--- SET EXERCISE ---
Reproduce verbatim every line of the items below, starting at the line containing "[point] excavator cab" and continuing through the final line of the items, with both ends included.

Items from a point labeling set:
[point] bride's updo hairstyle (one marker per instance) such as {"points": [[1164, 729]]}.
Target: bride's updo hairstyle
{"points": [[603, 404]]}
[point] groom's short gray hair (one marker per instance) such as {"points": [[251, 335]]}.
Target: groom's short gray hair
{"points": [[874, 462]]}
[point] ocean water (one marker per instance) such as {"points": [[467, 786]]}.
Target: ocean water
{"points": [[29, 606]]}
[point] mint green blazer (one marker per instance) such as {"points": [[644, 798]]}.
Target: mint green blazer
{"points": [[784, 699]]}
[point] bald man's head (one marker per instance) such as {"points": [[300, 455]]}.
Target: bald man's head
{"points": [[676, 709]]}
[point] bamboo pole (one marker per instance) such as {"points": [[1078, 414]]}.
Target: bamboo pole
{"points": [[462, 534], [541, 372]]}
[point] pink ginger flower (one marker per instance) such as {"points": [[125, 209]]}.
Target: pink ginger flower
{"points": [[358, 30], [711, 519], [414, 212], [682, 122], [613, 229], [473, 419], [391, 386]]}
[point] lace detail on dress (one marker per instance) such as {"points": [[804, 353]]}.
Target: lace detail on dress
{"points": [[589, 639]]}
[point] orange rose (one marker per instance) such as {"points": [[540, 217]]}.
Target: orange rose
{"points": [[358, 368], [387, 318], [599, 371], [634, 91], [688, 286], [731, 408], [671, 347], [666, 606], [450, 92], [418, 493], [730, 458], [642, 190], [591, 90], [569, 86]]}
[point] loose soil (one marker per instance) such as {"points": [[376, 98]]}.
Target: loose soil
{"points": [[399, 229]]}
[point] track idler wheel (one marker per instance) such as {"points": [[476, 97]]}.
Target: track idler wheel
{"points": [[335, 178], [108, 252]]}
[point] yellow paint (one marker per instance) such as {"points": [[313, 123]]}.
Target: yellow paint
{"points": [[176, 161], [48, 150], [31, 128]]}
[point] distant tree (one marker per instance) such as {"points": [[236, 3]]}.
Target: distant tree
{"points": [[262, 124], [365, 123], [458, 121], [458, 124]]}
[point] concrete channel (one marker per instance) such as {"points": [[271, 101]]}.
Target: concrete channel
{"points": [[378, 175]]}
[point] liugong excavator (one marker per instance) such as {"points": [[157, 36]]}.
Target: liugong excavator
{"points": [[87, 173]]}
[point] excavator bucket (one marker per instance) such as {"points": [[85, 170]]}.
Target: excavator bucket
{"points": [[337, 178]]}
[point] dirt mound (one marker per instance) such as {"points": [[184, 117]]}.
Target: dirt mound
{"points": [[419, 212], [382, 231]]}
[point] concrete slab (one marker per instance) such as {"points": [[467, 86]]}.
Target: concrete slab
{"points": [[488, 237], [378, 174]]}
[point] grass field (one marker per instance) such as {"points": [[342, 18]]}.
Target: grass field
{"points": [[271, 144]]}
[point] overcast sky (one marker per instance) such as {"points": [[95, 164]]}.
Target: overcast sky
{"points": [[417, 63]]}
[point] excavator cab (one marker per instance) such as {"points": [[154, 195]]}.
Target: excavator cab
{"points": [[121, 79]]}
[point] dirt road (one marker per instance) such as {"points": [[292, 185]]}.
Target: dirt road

--- FULL ANSWER ---
[point] excavator cab (one marker per instance) such as {"points": [[154, 195]]}.
Target: excavator cab
{"points": [[121, 79]]}
[point] dirt road (one marker per instance) such as {"points": [[292, 185]]}.
Target: dirt road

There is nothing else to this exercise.